[Point labeling examples]
....................

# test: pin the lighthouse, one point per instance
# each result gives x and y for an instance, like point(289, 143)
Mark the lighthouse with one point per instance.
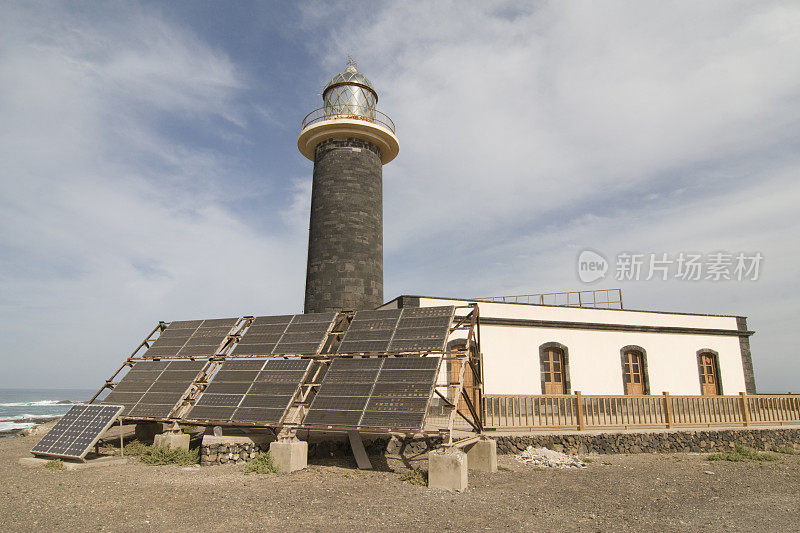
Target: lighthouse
point(349, 141)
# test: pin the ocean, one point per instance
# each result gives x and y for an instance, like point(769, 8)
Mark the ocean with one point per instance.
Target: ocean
point(23, 408)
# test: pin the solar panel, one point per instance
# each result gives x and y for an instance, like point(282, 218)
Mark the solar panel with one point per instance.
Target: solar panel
point(285, 335)
point(251, 391)
point(410, 329)
point(152, 389)
point(77, 431)
point(375, 393)
point(191, 338)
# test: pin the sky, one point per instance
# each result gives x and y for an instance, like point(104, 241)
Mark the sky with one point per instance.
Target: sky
point(149, 166)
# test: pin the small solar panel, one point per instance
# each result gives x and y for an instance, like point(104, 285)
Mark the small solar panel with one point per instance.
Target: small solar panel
point(251, 392)
point(409, 329)
point(192, 338)
point(152, 389)
point(285, 335)
point(77, 431)
point(376, 392)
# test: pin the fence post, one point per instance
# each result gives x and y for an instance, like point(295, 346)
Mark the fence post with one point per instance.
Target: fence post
point(745, 408)
point(667, 410)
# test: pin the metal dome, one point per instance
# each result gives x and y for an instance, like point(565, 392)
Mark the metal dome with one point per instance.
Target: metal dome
point(349, 76)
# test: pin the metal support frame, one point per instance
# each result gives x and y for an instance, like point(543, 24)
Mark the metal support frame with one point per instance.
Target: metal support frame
point(293, 419)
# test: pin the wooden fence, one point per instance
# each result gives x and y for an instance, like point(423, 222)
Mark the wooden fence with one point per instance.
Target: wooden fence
point(603, 411)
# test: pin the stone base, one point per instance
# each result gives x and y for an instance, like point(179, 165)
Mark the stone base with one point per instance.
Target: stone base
point(109, 460)
point(447, 470)
point(652, 441)
point(146, 431)
point(290, 455)
point(482, 455)
point(172, 440)
point(231, 449)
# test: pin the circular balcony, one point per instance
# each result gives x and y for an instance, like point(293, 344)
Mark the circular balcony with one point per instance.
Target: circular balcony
point(349, 112)
point(348, 121)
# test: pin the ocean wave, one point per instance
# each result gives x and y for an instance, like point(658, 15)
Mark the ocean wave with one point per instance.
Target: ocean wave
point(13, 426)
point(40, 403)
point(29, 417)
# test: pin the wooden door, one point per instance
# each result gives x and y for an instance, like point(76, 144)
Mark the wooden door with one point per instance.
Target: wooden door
point(634, 372)
point(553, 372)
point(469, 384)
point(709, 374)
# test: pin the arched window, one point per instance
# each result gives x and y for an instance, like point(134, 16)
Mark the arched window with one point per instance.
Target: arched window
point(634, 370)
point(708, 368)
point(554, 368)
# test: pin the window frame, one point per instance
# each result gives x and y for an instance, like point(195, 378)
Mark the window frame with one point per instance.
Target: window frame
point(564, 365)
point(700, 373)
point(645, 372)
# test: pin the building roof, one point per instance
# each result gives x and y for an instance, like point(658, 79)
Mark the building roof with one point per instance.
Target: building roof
point(484, 302)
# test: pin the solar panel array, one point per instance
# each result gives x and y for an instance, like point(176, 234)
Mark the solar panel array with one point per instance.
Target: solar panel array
point(285, 335)
point(375, 393)
point(77, 431)
point(410, 329)
point(191, 338)
point(152, 389)
point(254, 391)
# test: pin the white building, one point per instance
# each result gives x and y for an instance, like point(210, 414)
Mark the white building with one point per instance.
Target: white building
point(531, 349)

....................

Can you format all of the rows above as a two-column CSV with the headers request and points, one line per row, with each row's text and its answer in a single quoted field and line breaks replaced by spaces? Leave the pictures out.

• [Result for this exercise]
request,points
"# test: pin the lighthouse, one point per instance # each result gives x and y for an instance, like point(289, 143) Mark the lighthouse with one point per instance. Target: lighthouse","point(349, 141)"
"# test: pin the ocean, one point per instance # each result gives x and y for an instance, like point(769, 8) Mark the ocean with one point per instance. Target: ocean","point(23, 408)"
"# test: pin the solar panel, one point per instance # each result gives x and y for an instance, like point(282, 218) Mark the solar panel with one point per instance. Target: solar panel","point(285, 335) point(251, 391) point(410, 329) point(152, 389) point(77, 431) point(375, 393) point(191, 338)"
"# test: pin the sky, one point per instance # each result gives x and y for an instance, like point(104, 241) Mark the sky with one point per instance. Target: sky","point(149, 166)"
"# test: pin the small solar panel, one point per instance # each result gives x and y for an instance, like point(104, 285) Mark the small solar panel with one point per instance. Target: small solar panel","point(251, 392) point(409, 329) point(192, 338) point(152, 389) point(285, 335) point(77, 431) point(376, 392)"
"# test: pin the fence post, one point per instance # each result gives x and y for an instance, like point(295, 346) Mark the fence post with one point per instance. Target: fence post","point(745, 408) point(667, 410)"
"# test: pin the metal dome, one point per instance # each result gives x and y for an instance, like point(565, 392) Mark the metal dome with one point per instance. Target: metal dome","point(349, 76)"
"# test: pin the metal support frame, one point per instance # each result gives x and y for an instance, like point(543, 24) Mark the metal support frame with one point per instance. Target: metal support frame","point(293, 419)"
"# test: pin the wooden fence, one point per instance # each result gives x and y for an instance, like point(423, 222) Mark the wooden fence with one point per instance. Target: wooden fence","point(603, 411)"
"# test: pin the stone base, one point per instance # each result gives x and y for an instance, like point(179, 165) Mark the stone base with one point per instance. Target: stone base","point(109, 460) point(447, 470) point(652, 441) point(146, 431) point(290, 455) point(482, 455) point(172, 440) point(231, 449)"
"# test: pin the circular balcony, one point per instance # each result gives x and y for an instance, like point(293, 344) Mark the circular balcony with one point per instance. Target: circular balcony","point(349, 112) point(348, 121)"
"# test: pin the ocean wave, one point per instance # each result gives x and y for an instance, like point(658, 15) Mark the ocean wave with one point per instance. Target: ocean wave","point(13, 426) point(40, 403) point(29, 417)"
"# test: pin the wooden door, one point per instance # each result gives x and y for an instance, like point(76, 144) Mark the wooden door with one point per instance. Target: wooden door","point(634, 372) point(553, 372) point(469, 384) point(709, 374)"
"# test: pin the arched window, one point per instance # each result gives x and y for an instance, like point(134, 16) Mark the arched window with one point per instance. Target: arched window","point(634, 370) point(708, 368) point(554, 368)"
"# test: pin the window frame, one point per instance # each result gives x and y for an instance, like point(195, 378) Mark the window frame with one point per instance. Target: window frame","point(564, 365) point(700, 373) point(645, 372)"
"# test: pin the building roof, one point per instance # each result gives x and y for an instance, like point(658, 79) Mark the building roof with one point per instance. Target: building roof","point(484, 302)"
"# test: pin the solar panel array, one point per instance # each result gives x and y for an instance, like point(176, 234) Mark the solar panel array with one point per instance. Target: solar panel array","point(285, 335) point(375, 393) point(77, 431) point(410, 329) point(191, 338) point(152, 389) point(254, 391)"
"# test: pin the white building, one point per instance # each result gives x and y for an instance, like point(210, 414) Mark the white building with one point per instance. Target: white building","point(531, 349)"